(What you are asked to do): Copy the material below line for line without changing anything.

[Records from a collection]
_ _ _
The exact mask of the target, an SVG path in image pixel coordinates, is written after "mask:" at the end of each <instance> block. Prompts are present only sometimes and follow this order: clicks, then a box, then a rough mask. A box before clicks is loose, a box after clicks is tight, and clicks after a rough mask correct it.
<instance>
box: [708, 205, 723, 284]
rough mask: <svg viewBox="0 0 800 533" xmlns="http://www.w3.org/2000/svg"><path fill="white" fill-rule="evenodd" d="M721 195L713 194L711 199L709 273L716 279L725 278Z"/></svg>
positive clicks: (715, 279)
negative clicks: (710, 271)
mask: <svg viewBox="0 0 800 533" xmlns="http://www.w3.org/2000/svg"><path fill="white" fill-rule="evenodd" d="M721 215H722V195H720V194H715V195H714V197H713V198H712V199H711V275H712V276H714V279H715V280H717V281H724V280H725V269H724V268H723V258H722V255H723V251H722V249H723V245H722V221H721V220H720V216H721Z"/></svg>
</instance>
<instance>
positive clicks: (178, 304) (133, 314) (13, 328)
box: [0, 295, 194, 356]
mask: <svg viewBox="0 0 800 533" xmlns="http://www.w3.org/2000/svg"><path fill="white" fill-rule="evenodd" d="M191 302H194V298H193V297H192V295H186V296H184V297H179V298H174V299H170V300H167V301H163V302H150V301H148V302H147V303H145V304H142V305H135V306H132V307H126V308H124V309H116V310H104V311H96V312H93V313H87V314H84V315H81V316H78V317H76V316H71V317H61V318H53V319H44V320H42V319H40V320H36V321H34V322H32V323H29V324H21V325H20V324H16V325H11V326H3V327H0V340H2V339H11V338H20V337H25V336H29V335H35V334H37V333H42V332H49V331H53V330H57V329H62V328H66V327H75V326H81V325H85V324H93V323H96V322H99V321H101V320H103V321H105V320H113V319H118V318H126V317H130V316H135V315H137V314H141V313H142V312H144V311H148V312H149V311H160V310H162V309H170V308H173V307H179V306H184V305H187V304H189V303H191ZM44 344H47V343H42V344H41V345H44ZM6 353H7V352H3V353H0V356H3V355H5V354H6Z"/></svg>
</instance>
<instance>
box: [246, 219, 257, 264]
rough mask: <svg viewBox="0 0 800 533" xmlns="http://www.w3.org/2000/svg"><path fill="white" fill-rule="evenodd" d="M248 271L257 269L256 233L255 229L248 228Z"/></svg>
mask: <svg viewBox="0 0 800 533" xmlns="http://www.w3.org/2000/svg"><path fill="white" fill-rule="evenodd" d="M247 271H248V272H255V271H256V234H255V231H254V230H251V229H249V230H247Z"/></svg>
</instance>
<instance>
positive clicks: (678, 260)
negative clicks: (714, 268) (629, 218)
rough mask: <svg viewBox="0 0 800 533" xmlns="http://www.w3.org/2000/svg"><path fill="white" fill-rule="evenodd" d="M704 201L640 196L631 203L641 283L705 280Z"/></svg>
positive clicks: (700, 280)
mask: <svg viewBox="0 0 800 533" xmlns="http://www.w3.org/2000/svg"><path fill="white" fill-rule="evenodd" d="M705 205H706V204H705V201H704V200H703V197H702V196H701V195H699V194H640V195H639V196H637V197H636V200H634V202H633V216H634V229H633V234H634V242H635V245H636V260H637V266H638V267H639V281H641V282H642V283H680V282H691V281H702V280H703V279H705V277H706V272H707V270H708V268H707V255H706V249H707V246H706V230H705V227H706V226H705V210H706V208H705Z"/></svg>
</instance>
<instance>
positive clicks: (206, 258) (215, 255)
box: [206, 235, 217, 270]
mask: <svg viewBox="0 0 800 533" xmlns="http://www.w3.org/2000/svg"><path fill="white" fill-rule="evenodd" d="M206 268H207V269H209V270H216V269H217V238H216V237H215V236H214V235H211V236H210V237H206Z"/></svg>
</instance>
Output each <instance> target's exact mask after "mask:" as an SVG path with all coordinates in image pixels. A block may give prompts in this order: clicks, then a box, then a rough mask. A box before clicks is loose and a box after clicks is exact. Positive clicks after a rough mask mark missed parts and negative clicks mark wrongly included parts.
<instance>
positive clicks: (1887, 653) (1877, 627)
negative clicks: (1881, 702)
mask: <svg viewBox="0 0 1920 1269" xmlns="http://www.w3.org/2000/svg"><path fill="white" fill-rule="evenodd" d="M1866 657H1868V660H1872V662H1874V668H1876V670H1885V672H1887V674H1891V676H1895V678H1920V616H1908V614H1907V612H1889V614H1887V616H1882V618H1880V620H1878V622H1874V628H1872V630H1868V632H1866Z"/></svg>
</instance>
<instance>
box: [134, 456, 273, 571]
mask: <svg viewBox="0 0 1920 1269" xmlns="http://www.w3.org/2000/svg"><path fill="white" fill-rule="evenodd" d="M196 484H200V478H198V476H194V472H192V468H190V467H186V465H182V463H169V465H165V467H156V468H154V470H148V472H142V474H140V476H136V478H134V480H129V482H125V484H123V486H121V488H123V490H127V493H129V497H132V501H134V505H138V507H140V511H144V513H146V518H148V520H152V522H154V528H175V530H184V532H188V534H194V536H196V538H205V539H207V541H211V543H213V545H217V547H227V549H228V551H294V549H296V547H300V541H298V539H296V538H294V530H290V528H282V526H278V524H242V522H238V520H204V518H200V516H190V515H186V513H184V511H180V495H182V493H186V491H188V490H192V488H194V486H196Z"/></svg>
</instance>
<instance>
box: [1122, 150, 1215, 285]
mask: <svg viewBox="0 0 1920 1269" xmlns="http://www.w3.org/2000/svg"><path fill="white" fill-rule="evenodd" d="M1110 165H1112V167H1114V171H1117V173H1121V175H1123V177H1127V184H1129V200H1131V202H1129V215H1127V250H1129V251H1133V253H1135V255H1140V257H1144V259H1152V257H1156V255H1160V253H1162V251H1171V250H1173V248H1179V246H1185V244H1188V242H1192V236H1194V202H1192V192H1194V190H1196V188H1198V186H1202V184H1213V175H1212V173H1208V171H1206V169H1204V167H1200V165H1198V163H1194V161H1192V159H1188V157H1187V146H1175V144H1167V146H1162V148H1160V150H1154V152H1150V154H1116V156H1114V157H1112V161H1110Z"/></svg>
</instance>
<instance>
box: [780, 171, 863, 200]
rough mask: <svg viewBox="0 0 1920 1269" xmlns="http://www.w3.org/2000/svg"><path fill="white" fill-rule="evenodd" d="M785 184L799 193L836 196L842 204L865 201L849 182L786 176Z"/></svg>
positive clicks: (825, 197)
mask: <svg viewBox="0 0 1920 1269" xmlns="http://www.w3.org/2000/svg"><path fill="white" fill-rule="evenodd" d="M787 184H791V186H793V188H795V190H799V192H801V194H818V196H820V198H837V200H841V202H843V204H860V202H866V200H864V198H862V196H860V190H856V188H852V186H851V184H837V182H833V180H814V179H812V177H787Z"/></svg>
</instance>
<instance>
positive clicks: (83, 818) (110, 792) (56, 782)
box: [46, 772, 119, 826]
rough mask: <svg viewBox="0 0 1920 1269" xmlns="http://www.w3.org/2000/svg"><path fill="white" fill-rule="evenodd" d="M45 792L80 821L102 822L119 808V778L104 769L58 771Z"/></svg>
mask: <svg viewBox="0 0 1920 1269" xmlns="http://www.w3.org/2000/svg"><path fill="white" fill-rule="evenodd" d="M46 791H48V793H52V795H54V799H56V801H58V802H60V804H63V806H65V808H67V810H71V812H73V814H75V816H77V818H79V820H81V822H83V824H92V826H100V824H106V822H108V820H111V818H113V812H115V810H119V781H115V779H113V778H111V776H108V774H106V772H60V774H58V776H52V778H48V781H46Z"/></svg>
_ _ _
(Response area):
The exact mask of the target, an SVG path in image pixel coordinates, is written after "mask:" at the end of each <instance> block. Prompts are present only sometimes and follow this order: clicks, then a box, then a rough mask. A box before clicks is loose, a box after clicks is tight, and clicks after a rough mask correct it.
<instance>
box: [708, 205, 723, 284]
rough mask: <svg viewBox="0 0 800 533" xmlns="http://www.w3.org/2000/svg"><path fill="white" fill-rule="evenodd" d="M721 195L713 194L711 199L709 273L716 279L725 278Z"/></svg>
positive clicks: (715, 279)
negative clicks: (710, 271)
mask: <svg viewBox="0 0 800 533" xmlns="http://www.w3.org/2000/svg"><path fill="white" fill-rule="evenodd" d="M721 215H722V195H720V194H715V195H714V197H713V198H712V199H711V275H712V276H714V279H715V280H717V281H724V280H725V269H724V268H723V258H722V255H723V251H722V249H723V245H722V221H721V220H720V216H721Z"/></svg>
</instance>
<instance>
positive clicks: (178, 304) (133, 314) (13, 328)
box: [0, 295, 194, 356]
mask: <svg viewBox="0 0 800 533" xmlns="http://www.w3.org/2000/svg"><path fill="white" fill-rule="evenodd" d="M191 302H194V298H193V297H192V295H186V296H184V297H179V298H174V299H170V300H167V301H163V302H150V301H148V302H147V303H145V304H142V305H135V306H132V307H126V308H124V309H116V310H104V311H96V312H93V313H87V314H84V315H81V316H78V317H76V316H71V317H61V318H53V319H44V320H42V319H40V320H36V321H34V322H32V323H29V324H21V325H20V324H16V325H11V326H3V327H0V340H2V339H11V338H20V337H25V336H29V335H35V334H37V333H42V332H49V331H53V330H57V329H62V328H66V327H75V326H81V325H85V324H93V323H96V322H99V321H101V320H103V321H105V320H113V319H118V318H126V317H130V316H135V315H137V314H141V313H142V312H144V311H148V312H149V311H160V310H162V309H170V308H173V307H179V306H184V305H187V304H189V303H191ZM44 344H47V343H42V344H41V345H44ZM6 353H7V352H3V353H0V356H3V355H5V354H6Z"/></svg>
</instance>
<instance>
box: [246, 219, 257, 264]
rough mask: <svg viewBox="0 0 800 533" xmlns="http://www.w3.org/2000/svg"><path fill="white" fill-rule="evenodd" d="M248 271L257 269L256 233L255 229L248 228Z"/></svg>
mask: <svg viewBox="0 0 800 533" xmlns="http://www.w3.org/2000/svg"><path fill="white" fill-rule="evenodd" d="M247 271H248V272H255V271H256V234H255V231H254V230H251V229H249V230H247Z"/></svg>
</instance>
<instance>
positive clicks: (678, 260)
negative clicks: (714, 268) (629, 218)
rough mask: <svg viewBox="0 0 800 533" xmlns="http://www.w3.org/2000/svg"><path fill="white" fill-rule="evenodd" d="M704 201L640 196L631 203L641 283L705 280Z"/></svg>
positive clicks: (700, 280)
mask: <svg viewBox="0 0 800 533" xmlns="http://www.w3.org/2000/svg"><path fill="white" fill-rule="evenodd" d="M705 205H706V204H705V201H704V200H703V197H702V196H701V195H699V194H640V195H639V196H637V197H636V200H634V202H633V216H634V229H633V234H634V242H635V245H636V260H637V266H638V267H639V281H641V282H642V283H680V282H691V281H702V280H703V279H705V277H706V272H707V270H708V268H707V255H706V249H707V246H706V230H705V227H706V226H705V210H706V208H705Z"/></svg>
</instance>
<instance>
positive clicks: (206, 258) (215, 255)
box: [206, 235, 217, 270]
mask: <svg viewBox="0 0 800 533" xmlns="http://www.w3.org/2000/svg"><path fill="white" fill-rule="evenodd" d="M206 268H207V269H209V270H216V269H217V238H216V237H215V236H214V235H211V236H210V237H206Z"/></svg>
</instance>
Output each <instance> target's exact mask after "mask:" as an SVG path with all coordinates in image pixels. A block may give prompts in this order: clicks, then a box, then a rough mask. A box before clicks is loose and a box after clicks is exact. Positive clicks after a rough mask mark missed parts and negative clicks mark wrongly included parts.
<instance>
positive clicks: (1887, 653) (1877, 627)
negative clicks: (1881, 702)
mask: <svg viewBox="0 0 1920 1269" xmlns="http://www.w3.org/2000/svg"><path fill="white" fill-rule="evenodd" d="M1866 657H1868V660H1872V662H1874V668H1876V670H1885V672H1887V674H1891V676H1895V678H1920V616H1908V614H1907V612H1889V614H1887V616H1882V618H1880V620H1878V622H1874V628H1872V630H1868V632H1866Z"/></svg>
</instance>
<instance>
box: [134, 456, 273, 571]
mask: <svg viewBox="0 0 1920 1269" xmlns="http://www.w3.org/2000/svg"><path fill="white" fill-rule="evenodd" d="M196 484H200V478H198V476H194V472H192V468H190V467H186V465H182V463H169V465H165V467H156V468H154V470H148V472H142V474H140V476H136V478H134V480H129V482H125V484H123V486H121V488H123V490H127V493H129V497H132V501H134V505H138V507H140V511H144V513H146V518H148V520H152V522H154V528H175V530H184V532H188V534H194V536H196V538H205V539H207V541H211V543H213V545H217V547H227V549H228V551H294V549H296V547H300V541H298V539H296V538H294V530H290V528H282V526H278V524H242V522H238V520H204V518H200V516H190V515H186V513H184V511H180V495H182V493H186V491H188V490H192V488H194V486H196Z"/></svg>
</instance>
<instance>
box: [1122, 150, 1215, 285]
mask: <svg viewBox="0 0 1920 1269" xmlns="http://www.w3.org/2000/svg"><path fill="white" fill-rule="evenodd" d="M1110 165H1112V167H1114V171H1117V173H1121V175H1123V177H1127V184H1129V200H1131V202H1129V215H1127V250H1129V251H1133V253H1135V255H1140V257H1144V259H1152V257H1156V255H1160V253H1162V251H1171V250H1173V248H1179V246H1185V244H1188V242H1192V236H1194V202H1192V192H1194V190H1196V188H1198V186H1202V184H1213V175H1212V173H1208V171H1206V169H1204V167H1200V165H1198V163H1194V161H1192V159H1188V157H1187V146H1175V144H1167V146H1162V148H1160V150H1154V152H1150V154H1116V156H1114V157H1112V161H1110Z"/></svg>
</instance>
<instance>
box: [780, 171, 863, 200]
rough mask: <svg viewBox="0 0 1920 1269" xmlns="http://www.w3.org/2000/svg"><path fill="white" fill-rule="evenodd" d="M785 184L799 193L836 196L842 204L865 201L849 182L786 176Z"/></svg>
positive clicks: (825, 197)
mask: <svg viewBox="0 0 1920 1269" xmlns="http://www.w3.org/2000/svg"><path fill="white" fill-rule="evenodd" d="M787 184H791V186H793V188H795V190H799V192H801V194H818V196H820V198H837V200H841V202H843V204H860V202H866V200H864V198H862V196H860V190H856V188H852V186H851V184H837V182H833V180H814V179H812V177H787Z"/></svg>
</instance>
<instance>
positive clicks: (83, 818) (110, 792) (56, 782)
box: [46, 772, 119, 826]
rough mask: <svg viewBox="0 0 1920 1269" xmlns="http://www.w3.org/2000/svg"><path fill="white" fill-rule="evenodd" d="M45 792L80 821L102 822L119 808V778L104 769L58 771Z"/></svg>
mask: <svg viewBox="0 0 1920 1269" xmlns="http://www.w3.org/2000/svg"><path fill="white" fill-rule="evenodd" d="M46 791H48V793H52V795H54V799H56V801H58V802H60V804H63V806H65V808H67V810H71V812H73V814H75V816H77V818H79V820H81V822H83V824H92V826H100V824H106V822H108V820H111V818H113V812H115V810H119V781H115V779H113V778H111V776H108V774H106V772H60V774H58V776H52V778H48V781H46Z"/></svg>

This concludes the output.